DCFS Incorporates “8 Can’t Wait” Policies for Use of Force in Juvenile Justice Services

Campaign Zero’s call to action adopted by the agency


Karla Delgado
Public Information Officer, Division of Child and Family Services
Carson City - July 28, 2020

In light of recent high-profile incidents across the country, the Nevada Division of Child and Family Services (DCFS) has re-examined its use of force policies through the lens of minimizing potential harm to those who interact with the juvenile justice system.

The Division regularly reviews its policies and procedures to ensure that the youth are safe while in the Division’s care or supervision.

Campaign Zero’s “8 Can’t Wait” project includes eight policies to make use of force more restrictive. One of the policies does not apply to DCFS, and DCFS had already previously adopted some of the policies. The policies of the 8 Can’t Wait project are:
• Banning chokeholds and strangleholds
• Requiring de-escalation
• Requiring warning before shooting
• Requiring exhausting all alternatives before shooting
• Duty to intervene
• Banning shooting at moving vehicles
• Requiring use of force continuum
• Requiring comprehensive reporting

The policy to not shoot at a moving vehicle is not applicable to DCFS programs as staff do not carry firearms.

Banning chokeholds and strangleholds were previously adopted for DCFS residential facilities and newly adopted for youth parole and required de-escalation had already been implemented across the Division. Newly implemented or enhanced policies include the duty to intervene, use of force continuum and comprehensive reporting.

“The policy I anticipate making the most difference for us at DCFS is the proactive duty to intervene. While we have always required the reporting of suspected or witnessed abuse or neglect, the duty to intervene will adjust our use of force culture from one of reporting after the fact to putting a swift end to inappropriate uses of force,” said Division Administrator Ross Armstrong.

DCFS staff do not carry firearm, but trained staff at the facilities and in the Youth Parole Bureau do have access to OC spray, commonly known as pepper spray, which is addressed in the use of force policy and Standard Operating Procedures (SOPs). Warning before shooting and exhausting all other measures before shooting have been incorporated as a requirement for use of OC spray.

════════════════════

== Problems to solve ==
1: According to the DCFS use-of-force release, why is the policy banning shooting at moving vehicles not applicable to DCFS programs?
2: Extend the DCFS use-of-force release past its final sentence.
The entries that come next are separate material, unrelated to the DCFS use-of-force release.

════════════════════

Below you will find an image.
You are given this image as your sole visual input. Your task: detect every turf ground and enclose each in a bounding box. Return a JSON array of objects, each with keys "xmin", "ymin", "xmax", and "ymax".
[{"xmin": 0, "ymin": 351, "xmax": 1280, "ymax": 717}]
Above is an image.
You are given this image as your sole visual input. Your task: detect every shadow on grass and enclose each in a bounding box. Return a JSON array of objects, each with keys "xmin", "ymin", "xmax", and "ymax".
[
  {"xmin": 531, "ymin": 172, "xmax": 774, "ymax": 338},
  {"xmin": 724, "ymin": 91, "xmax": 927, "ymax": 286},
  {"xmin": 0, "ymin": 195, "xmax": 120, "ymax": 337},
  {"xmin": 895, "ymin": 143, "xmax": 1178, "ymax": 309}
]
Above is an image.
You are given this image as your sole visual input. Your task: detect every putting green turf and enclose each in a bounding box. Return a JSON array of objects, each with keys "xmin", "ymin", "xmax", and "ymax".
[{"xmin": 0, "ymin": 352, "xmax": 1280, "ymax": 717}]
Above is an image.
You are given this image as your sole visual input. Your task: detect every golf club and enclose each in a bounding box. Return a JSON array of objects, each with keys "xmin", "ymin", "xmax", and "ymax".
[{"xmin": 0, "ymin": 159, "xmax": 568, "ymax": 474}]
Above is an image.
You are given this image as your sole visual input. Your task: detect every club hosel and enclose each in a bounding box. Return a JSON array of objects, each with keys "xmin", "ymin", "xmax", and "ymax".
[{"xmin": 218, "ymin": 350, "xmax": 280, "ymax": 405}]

════════════════════

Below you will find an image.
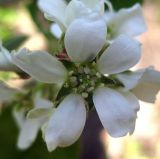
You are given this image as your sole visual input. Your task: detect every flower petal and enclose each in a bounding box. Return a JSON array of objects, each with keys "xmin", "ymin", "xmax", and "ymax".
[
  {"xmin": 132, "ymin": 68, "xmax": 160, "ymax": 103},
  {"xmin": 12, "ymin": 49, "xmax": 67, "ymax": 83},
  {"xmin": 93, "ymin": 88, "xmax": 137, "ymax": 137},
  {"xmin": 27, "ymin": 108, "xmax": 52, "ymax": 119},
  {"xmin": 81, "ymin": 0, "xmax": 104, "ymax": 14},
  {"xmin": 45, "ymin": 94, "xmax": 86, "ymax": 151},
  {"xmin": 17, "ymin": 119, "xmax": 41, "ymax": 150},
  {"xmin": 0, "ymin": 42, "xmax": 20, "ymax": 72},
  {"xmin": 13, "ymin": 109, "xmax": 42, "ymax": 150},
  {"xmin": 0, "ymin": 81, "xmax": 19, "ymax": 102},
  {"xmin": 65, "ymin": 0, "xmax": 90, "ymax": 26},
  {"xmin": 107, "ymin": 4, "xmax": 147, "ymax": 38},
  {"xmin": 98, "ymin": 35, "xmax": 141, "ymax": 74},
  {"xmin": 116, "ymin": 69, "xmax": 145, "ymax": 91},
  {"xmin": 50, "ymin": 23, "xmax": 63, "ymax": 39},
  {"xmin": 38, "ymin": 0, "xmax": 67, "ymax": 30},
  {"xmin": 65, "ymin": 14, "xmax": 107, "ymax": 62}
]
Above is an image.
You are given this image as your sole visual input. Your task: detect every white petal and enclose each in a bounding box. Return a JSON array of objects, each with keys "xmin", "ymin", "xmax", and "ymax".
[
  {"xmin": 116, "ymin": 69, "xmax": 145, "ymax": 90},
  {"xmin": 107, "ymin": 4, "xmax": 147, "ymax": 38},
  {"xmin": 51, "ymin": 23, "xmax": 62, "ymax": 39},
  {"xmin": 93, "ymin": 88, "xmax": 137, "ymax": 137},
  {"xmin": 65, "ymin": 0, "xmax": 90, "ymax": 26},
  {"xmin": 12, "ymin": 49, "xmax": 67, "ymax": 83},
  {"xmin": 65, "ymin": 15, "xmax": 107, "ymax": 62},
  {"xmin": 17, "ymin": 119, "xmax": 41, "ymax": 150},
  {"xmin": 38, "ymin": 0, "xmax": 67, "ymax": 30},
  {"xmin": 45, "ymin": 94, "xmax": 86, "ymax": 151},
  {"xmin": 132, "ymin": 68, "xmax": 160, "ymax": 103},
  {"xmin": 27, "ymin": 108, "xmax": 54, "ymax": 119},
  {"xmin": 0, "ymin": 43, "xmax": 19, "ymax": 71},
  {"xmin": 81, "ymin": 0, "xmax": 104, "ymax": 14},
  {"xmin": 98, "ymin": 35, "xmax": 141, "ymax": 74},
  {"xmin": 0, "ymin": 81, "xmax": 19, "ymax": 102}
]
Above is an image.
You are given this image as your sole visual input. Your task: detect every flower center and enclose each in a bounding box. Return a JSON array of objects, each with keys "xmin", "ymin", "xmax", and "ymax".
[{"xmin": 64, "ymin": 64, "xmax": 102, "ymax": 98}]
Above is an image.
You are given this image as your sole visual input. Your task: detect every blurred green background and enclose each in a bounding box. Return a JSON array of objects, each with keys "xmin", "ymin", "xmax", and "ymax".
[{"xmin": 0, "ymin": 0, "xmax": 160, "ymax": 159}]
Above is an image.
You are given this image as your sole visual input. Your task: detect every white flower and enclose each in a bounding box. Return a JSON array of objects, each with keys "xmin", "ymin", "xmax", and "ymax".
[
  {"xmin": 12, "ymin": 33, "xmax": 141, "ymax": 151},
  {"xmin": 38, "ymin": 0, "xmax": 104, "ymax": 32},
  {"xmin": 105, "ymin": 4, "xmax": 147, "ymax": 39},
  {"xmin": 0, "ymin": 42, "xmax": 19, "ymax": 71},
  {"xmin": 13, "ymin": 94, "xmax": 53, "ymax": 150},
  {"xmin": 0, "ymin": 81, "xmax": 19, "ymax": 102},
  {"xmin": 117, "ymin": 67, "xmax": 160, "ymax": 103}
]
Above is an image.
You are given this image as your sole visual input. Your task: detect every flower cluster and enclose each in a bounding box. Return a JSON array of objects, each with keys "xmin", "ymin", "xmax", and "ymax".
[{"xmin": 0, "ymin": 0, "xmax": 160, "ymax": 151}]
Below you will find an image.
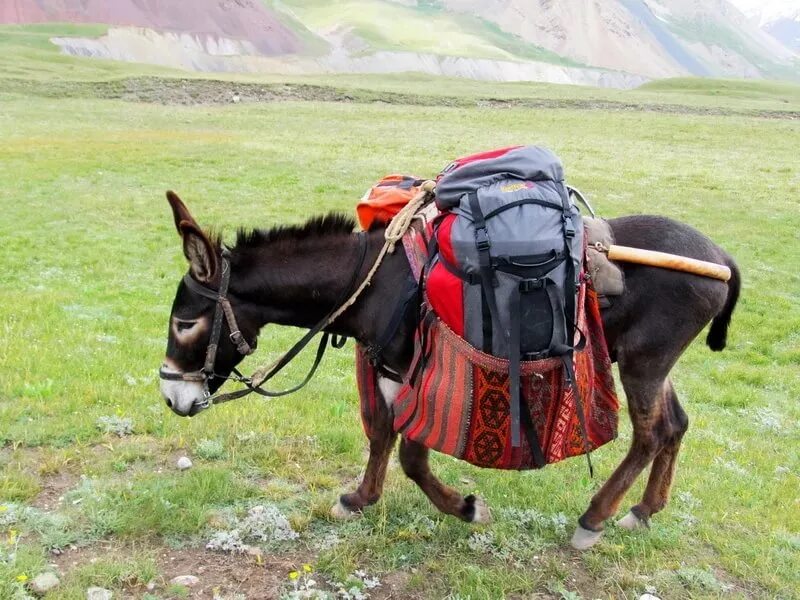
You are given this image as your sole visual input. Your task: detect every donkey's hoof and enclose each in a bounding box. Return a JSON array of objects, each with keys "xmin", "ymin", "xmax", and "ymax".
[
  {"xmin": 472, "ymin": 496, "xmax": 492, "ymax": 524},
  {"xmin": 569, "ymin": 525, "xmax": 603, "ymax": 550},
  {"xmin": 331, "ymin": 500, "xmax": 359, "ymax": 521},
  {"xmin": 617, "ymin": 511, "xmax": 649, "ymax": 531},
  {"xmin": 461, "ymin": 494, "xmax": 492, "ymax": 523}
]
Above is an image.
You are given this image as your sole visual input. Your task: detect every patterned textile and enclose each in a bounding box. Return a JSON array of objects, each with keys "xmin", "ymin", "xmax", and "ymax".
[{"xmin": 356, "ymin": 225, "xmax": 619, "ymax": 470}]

════════════════════

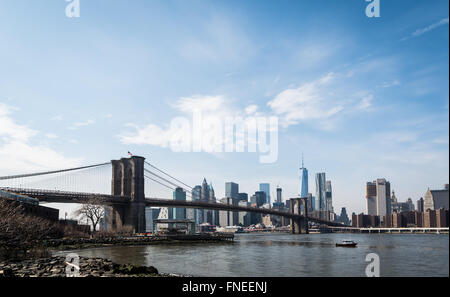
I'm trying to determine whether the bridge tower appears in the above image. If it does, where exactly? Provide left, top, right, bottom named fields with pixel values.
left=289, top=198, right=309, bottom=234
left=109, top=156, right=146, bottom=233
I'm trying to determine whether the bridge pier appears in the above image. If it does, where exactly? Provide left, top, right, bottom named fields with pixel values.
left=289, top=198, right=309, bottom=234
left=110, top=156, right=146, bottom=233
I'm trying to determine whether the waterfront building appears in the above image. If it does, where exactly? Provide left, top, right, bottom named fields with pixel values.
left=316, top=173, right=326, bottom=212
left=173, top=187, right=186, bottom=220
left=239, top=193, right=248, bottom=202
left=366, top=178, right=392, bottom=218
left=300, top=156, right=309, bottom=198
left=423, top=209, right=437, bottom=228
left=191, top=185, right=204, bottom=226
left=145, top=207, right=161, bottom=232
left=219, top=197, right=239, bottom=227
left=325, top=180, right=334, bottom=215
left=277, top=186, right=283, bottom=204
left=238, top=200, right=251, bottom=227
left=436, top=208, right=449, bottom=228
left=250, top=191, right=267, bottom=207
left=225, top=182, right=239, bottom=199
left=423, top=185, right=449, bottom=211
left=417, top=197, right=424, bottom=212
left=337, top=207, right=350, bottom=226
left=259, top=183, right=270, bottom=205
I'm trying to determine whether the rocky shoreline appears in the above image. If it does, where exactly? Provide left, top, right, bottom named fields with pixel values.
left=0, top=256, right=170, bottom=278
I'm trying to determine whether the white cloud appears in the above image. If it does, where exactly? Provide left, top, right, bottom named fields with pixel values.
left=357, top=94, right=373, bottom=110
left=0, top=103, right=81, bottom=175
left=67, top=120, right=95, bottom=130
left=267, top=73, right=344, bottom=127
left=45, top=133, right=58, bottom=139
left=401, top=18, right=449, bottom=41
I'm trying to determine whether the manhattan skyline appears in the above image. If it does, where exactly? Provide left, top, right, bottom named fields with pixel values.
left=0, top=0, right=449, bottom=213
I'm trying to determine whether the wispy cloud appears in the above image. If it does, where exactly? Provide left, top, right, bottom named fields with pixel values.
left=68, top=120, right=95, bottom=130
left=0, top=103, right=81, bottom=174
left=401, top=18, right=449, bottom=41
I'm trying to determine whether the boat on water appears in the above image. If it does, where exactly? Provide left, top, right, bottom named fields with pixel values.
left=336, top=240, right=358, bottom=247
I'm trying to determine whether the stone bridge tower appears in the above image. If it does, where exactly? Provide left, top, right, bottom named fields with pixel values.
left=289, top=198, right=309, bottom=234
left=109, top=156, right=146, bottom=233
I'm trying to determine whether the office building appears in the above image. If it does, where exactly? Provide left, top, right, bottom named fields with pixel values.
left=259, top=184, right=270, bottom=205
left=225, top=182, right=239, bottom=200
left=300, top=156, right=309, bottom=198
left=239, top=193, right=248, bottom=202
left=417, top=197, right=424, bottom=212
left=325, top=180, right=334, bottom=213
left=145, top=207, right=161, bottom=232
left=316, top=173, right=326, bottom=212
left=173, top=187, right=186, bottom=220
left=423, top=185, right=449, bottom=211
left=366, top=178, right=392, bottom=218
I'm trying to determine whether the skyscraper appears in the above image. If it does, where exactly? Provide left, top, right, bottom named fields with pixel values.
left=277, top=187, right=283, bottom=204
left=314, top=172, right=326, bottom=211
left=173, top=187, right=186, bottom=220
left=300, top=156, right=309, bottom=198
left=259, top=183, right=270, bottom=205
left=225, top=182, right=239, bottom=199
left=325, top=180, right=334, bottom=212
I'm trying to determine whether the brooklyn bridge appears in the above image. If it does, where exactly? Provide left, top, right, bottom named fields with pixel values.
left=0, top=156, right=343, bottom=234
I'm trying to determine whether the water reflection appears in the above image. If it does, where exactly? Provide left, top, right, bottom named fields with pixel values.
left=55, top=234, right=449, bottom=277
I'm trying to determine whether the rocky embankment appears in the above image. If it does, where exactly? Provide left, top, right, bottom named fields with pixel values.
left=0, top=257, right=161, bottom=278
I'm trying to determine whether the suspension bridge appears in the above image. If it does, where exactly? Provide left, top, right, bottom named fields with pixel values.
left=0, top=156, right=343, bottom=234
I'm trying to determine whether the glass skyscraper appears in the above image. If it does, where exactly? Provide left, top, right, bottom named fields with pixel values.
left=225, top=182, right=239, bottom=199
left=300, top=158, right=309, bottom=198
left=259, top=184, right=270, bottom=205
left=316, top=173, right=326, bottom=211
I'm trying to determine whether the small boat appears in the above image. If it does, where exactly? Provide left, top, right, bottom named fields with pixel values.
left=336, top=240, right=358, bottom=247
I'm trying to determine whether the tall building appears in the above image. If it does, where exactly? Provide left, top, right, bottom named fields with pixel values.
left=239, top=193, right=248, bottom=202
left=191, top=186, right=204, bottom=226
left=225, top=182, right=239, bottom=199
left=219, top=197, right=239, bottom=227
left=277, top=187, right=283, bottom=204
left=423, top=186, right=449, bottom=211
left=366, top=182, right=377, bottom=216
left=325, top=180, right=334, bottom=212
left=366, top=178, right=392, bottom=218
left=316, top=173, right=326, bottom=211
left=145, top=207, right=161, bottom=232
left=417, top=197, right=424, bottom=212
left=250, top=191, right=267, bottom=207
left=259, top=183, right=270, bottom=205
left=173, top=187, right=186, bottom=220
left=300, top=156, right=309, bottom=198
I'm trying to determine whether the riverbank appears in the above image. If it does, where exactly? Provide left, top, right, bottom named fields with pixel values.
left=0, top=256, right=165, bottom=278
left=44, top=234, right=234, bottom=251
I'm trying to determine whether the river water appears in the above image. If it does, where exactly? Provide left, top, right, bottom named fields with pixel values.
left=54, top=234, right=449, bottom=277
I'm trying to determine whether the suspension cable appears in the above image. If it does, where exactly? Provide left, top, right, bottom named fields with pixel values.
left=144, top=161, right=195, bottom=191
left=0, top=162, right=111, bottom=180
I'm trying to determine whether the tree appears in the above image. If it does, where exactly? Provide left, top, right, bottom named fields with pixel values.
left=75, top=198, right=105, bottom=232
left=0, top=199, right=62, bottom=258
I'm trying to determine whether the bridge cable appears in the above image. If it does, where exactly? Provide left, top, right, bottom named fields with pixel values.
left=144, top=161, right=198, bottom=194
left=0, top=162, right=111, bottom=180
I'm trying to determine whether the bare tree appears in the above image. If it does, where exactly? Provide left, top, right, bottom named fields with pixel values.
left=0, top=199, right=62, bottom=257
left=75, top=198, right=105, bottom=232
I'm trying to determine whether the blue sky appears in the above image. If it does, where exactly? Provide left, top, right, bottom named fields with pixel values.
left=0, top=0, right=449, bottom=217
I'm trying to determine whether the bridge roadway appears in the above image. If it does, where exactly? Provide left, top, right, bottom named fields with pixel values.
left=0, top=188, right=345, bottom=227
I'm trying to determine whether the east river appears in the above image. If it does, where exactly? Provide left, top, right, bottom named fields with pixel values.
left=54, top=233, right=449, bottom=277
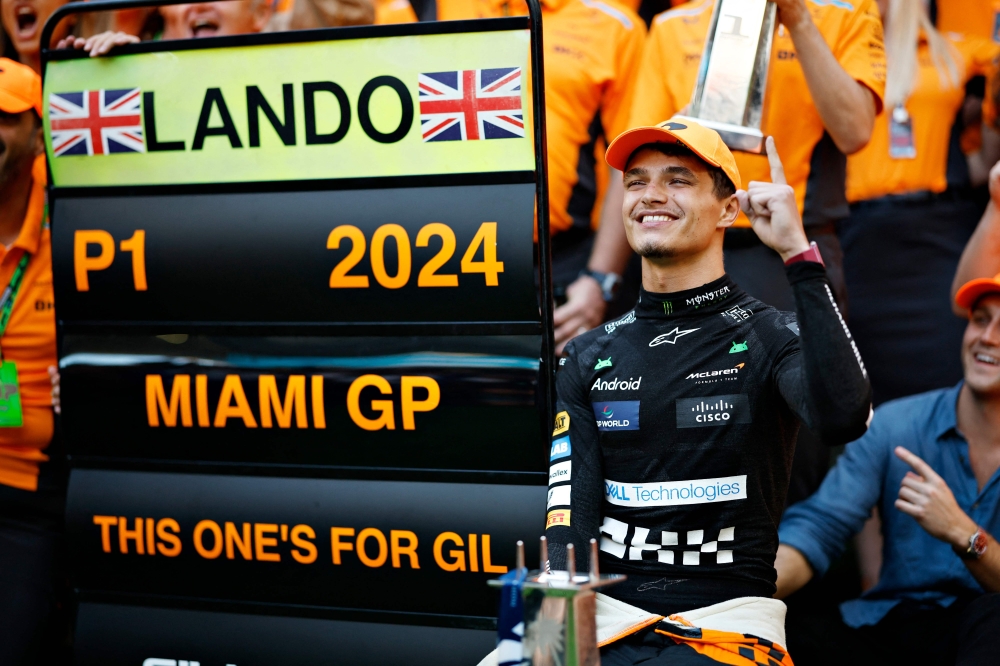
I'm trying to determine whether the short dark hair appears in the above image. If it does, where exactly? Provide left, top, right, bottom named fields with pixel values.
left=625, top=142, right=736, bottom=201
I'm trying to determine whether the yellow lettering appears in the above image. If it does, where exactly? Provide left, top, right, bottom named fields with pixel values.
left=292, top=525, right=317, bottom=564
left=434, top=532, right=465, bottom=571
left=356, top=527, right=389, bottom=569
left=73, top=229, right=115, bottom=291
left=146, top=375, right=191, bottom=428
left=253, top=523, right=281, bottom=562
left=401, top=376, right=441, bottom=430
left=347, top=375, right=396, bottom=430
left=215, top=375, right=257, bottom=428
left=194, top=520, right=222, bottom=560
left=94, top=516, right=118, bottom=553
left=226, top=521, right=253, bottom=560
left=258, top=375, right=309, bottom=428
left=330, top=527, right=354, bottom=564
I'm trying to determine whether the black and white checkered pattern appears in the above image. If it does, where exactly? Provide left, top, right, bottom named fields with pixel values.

════════════════════

== Outputs by task ==
1: DCFS staff do not carry firearms.

2:
“Our Statewide Youth Parole team is a dedicated, trained, educated and well-disciplined group. Our mission is to assist families though one of the toughest times in their lives,” said Chief of Parole David Laity. “Our employees strive to make meaningful relationships, provide services and guidance to families in crisis. We are partners in their journey though the Juvenile Justice System and our goal is to keep everyone safe.”

The updated policies for residential juvenile justice facilities and parole will be adopted on July 24, 2020. Each facility and youth parole will now develop SOPs and train staff with the goal of full implementation by September 1, 2020.

As of July 14, 2020, DCFS has 155 youth in residential facilities and 297 youth on parole. The new SOPs and additional training provides our staff with more guidance to keep the youth in DCFS’ juvenile justice system safe from harm.


The Division of Child and Family Services is a division within Nevada’s Department of Health and Human Services that oversees child welfare, children’s mental health, juvenile justice and victim services.

DCFS data and policies are available on our website.

Campaign Zero is a project of the non-profit 501(c)(3) organization, WeTheProtesters. Campaign Zero provides an analysis of policing practices across the country, research to identify effective solutions to end police violence, technical assistance to organizers leading police accountability campaigns, and the development of model legislation and advocacy to end police violence nationwide. Visit the 8 Can’t Wait website to learn more about their policies.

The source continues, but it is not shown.